(Given entries)

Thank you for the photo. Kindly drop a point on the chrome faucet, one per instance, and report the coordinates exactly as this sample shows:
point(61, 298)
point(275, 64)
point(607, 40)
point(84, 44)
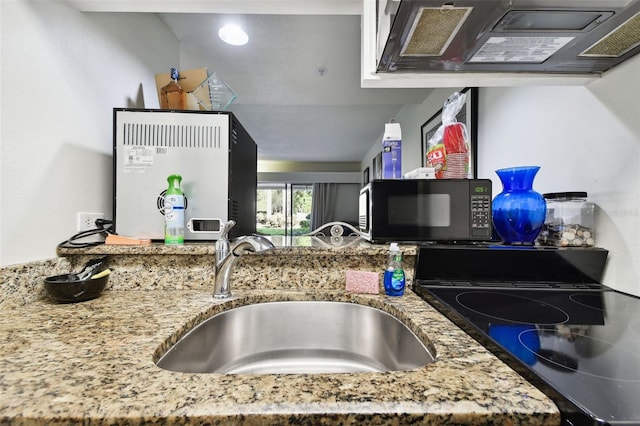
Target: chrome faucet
point(225, 260)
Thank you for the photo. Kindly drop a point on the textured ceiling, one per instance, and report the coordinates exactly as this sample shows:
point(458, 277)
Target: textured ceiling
point(297, 80)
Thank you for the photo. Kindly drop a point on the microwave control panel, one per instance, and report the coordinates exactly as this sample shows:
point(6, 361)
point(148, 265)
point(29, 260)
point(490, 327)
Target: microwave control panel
point(481, 209)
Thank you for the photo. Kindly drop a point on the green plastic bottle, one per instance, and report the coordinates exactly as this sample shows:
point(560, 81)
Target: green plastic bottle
point(174, 212)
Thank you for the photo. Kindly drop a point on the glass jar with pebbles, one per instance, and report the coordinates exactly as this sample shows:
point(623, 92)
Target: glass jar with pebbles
point(569, 221)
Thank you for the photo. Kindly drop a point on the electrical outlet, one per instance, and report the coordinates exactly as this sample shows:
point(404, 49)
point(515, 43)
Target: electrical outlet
point(87, 221)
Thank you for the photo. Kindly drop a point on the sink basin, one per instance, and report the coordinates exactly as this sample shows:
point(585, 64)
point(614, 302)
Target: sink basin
point(298, 337)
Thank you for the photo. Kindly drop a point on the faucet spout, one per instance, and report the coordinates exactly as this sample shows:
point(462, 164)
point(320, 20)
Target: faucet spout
point(224, 266)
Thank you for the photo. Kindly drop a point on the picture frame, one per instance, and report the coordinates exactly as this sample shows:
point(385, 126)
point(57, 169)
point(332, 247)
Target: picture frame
point(469, 116)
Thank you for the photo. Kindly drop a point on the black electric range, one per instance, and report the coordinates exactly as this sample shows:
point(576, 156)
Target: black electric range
point(543, 312)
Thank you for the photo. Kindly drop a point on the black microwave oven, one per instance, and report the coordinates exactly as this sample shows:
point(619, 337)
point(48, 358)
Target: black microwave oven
point(413, 210)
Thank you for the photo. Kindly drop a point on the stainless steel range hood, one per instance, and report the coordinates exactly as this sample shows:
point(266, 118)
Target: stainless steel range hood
point(496, 42)
point(559, 36)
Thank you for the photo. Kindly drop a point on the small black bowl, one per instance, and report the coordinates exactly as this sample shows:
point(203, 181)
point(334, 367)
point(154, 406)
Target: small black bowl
point(67, 288)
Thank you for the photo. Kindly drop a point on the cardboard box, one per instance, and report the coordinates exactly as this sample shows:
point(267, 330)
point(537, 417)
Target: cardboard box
point(189, 80)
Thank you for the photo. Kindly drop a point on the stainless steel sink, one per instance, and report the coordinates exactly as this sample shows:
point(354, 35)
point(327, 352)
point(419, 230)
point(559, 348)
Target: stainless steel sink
point(298, 337)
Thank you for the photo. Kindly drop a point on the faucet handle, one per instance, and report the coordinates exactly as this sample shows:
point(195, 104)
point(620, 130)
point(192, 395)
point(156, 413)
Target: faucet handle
point(222, 244)
point(224, 232)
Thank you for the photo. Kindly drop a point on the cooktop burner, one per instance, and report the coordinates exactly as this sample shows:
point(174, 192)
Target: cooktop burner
point(511, 307)
point(578, 341)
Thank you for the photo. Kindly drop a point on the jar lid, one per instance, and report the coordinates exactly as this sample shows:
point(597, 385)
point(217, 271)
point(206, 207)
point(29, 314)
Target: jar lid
point(564, 195)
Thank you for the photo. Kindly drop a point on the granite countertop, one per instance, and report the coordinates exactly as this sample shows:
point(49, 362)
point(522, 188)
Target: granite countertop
point(93, 362)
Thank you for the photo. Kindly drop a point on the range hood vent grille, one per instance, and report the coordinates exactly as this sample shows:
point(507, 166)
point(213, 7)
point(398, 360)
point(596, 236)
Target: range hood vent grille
point(618, 42)
point(433, 29)
point(551, 37)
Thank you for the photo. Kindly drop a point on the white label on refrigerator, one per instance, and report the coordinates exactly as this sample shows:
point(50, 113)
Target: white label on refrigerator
point(519, 49)
point(138, 158)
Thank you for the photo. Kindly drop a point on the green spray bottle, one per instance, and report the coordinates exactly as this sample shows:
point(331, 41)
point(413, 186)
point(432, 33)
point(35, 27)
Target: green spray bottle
point(174, 212)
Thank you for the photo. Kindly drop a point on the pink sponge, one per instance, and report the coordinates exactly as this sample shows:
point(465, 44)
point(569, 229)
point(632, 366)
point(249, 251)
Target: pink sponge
point(362, 282)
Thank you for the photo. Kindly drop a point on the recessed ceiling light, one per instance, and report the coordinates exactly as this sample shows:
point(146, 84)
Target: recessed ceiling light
point(233, 34)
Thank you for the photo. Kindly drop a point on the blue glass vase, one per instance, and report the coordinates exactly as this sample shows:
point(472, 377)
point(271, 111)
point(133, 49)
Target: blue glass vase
point(518, 211)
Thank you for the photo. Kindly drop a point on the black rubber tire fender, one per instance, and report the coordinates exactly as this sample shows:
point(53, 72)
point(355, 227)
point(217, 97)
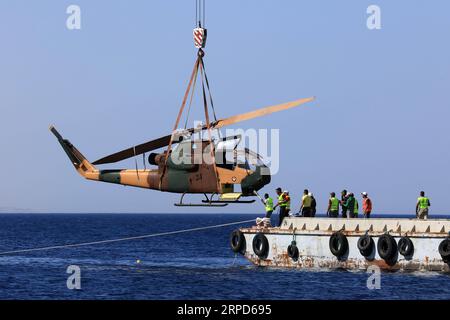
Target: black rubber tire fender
point(338, 244)
point(260, 245)
point(237, 241)
point(405, 246)
point(366, 245)
point(444, 249)
point(292, 251)
point(387, 247)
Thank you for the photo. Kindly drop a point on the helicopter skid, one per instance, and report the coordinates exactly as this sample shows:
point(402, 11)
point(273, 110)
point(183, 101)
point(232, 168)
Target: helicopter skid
point(200, 204)
point(228, 201)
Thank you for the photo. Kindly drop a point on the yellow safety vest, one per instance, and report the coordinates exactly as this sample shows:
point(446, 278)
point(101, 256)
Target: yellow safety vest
point(280, 199)
point(306, 201)
point(356, 207)
point(423, 202)
point(269, 204)
point(334, 204)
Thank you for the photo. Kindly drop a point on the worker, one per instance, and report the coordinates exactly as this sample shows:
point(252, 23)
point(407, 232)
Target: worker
point(343, 203)
point(282, 204)
point(313, 205)
point(305, 207)
point(287, 199)
point(367, 205)
point(355, 208)
point(333, 206)
point(350, 205)
point(268, 203)
point(422, 206)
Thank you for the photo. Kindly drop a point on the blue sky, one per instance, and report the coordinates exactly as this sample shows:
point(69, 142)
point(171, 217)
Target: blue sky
point(379, 124)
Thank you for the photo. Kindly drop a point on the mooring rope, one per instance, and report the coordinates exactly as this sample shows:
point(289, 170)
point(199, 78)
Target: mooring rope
point(124, 239)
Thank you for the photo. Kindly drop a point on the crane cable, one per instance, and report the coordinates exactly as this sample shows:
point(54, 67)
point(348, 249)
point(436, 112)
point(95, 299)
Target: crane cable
point(200, 15)
point(82, 244)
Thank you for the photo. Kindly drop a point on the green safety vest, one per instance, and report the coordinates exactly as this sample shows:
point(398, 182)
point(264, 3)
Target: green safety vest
point(269, 204)
point(280, 198)
point(334, 204)
point(423, 202)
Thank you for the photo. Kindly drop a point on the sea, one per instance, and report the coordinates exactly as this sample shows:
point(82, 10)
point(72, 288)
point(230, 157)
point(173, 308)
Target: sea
point(192, 265)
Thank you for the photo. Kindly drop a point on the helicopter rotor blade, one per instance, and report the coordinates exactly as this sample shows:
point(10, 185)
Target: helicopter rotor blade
point(260, 112)
point(165, 140)
point(134, 151)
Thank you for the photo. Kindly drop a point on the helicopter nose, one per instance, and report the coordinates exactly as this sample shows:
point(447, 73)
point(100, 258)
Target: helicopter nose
point(256, 180)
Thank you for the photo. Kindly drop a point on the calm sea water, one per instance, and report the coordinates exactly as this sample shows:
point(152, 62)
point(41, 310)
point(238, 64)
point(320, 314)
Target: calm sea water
point(198, 265)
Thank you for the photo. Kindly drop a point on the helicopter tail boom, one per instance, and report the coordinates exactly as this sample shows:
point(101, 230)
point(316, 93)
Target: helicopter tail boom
point(81, 164)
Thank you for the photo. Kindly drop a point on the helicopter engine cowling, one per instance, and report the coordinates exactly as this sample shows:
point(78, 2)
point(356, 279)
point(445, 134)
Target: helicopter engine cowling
point(255, 181)
point(155, 158)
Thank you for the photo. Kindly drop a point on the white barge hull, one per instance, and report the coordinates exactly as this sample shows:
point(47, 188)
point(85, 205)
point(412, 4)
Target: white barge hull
point(312, 239)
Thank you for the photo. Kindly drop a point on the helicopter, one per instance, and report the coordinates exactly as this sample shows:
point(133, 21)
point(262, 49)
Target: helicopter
point(212, 167)
point(180, 171)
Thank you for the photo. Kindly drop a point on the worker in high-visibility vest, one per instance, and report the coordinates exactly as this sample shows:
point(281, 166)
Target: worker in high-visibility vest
point(268, 203)
point(287, 199)
point(367, 205)
point(282, 204)
point(422, 206)
point(355, 209)
point(333, 206)
point(351, 204)
point(305, 207)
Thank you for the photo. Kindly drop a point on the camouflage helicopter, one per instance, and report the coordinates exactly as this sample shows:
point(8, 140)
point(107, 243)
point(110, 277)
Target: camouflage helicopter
point(214, 177)
point(194, 166)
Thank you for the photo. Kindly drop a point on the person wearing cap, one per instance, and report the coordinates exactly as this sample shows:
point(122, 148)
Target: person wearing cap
point(367, 205)
point(422, 206)
point(351, 205)
point(333, 206)
point(343, 203)
point(305, 207)
point(287, 199)
point(268, 203)
point(313, 204)
point(282, 204)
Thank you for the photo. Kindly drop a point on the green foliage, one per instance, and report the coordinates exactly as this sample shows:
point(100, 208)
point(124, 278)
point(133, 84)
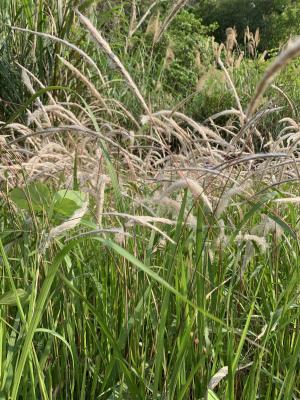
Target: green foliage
point(186, 35)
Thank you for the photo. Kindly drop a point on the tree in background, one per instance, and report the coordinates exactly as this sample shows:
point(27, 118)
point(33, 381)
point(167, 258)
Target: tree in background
point(261, 14)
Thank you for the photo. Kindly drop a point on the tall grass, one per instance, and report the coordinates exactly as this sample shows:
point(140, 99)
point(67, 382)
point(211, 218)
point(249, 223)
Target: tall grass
point(131, 270)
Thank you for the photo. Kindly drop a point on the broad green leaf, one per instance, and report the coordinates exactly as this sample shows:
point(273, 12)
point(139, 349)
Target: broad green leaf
point(66, 202)
point(9, 298)
point(36, 196)
point(211, 395)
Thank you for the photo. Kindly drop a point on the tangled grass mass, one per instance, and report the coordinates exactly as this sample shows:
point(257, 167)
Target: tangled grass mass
point(149, 243)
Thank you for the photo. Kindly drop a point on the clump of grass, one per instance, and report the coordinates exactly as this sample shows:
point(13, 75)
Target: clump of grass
point(102, 294)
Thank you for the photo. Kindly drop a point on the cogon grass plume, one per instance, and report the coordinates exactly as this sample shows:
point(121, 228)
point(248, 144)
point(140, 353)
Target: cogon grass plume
point(290, 53)
point(106, 47)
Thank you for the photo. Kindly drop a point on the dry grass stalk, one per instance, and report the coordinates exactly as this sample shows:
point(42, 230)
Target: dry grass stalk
point(170, 57)
point(237, 99)
point(87, 83)
point(198, 60)
point(169, 18)
point(144, 17)
point(238, 61)
point(291, 52)
point(154, 26)
point(231, 41)
point(65, 43)
point(115, 59)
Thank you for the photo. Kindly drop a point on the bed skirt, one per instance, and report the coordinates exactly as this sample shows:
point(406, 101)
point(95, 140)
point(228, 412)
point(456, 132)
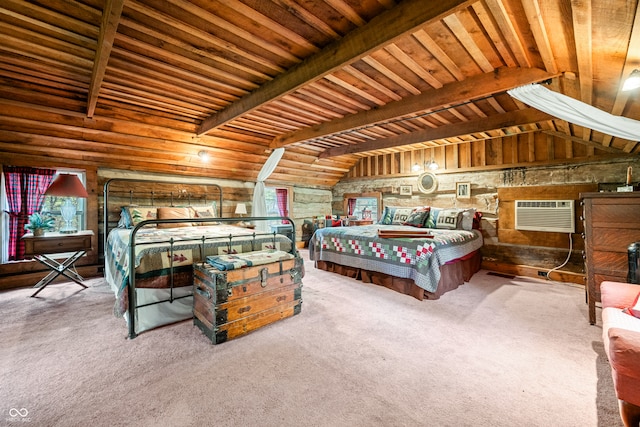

(End Given entries)

▸ Exercise
Would you output the lines above from the line holding "point(107, 243)" up to and including the line holding "point(211, 218)", exactly and only those, with no pictures?

▸ Result below
point(107, 243)
point(110, 277)
Target: camouflage helicopter
point(214, 177)
point(194, 166)
Thank you for the photo. Kindly drop a point on the person wearing cap, one per instance, and report the coordinates exactly as this sample shows:
point(122, 148)
Target: person wearing cap
point(367, 205)
point(422, 206)
point(351, 205)
point(333, 206)
point(343, 203)
point(305, 207)
point(287, 199)
point(268, 203)
point(313, 204)
point(282, 204)
Thank you for the photo. Kindly drop a point on the green foliage, one per instance, and report the coordinates exactly as this sample shows:
point(100, 208)
point(124, 278)
point(133, 84)
Target: green foliage
point(186, 35)
Thank you for the photo. Kindly drop a point on the tree in background, one per instance, and report the coordinates exactly as this sample shows:
point(27, 118)
point(33, 381)
point(167, 258)
Target: tree in background
point(261, 14)
Thank you for the photo. Kindly drop a point on the tall grass, one per instance, and report the coordinates exactly as this sample shows:
point(140, 99)
point(67, 382)
point(211, 218)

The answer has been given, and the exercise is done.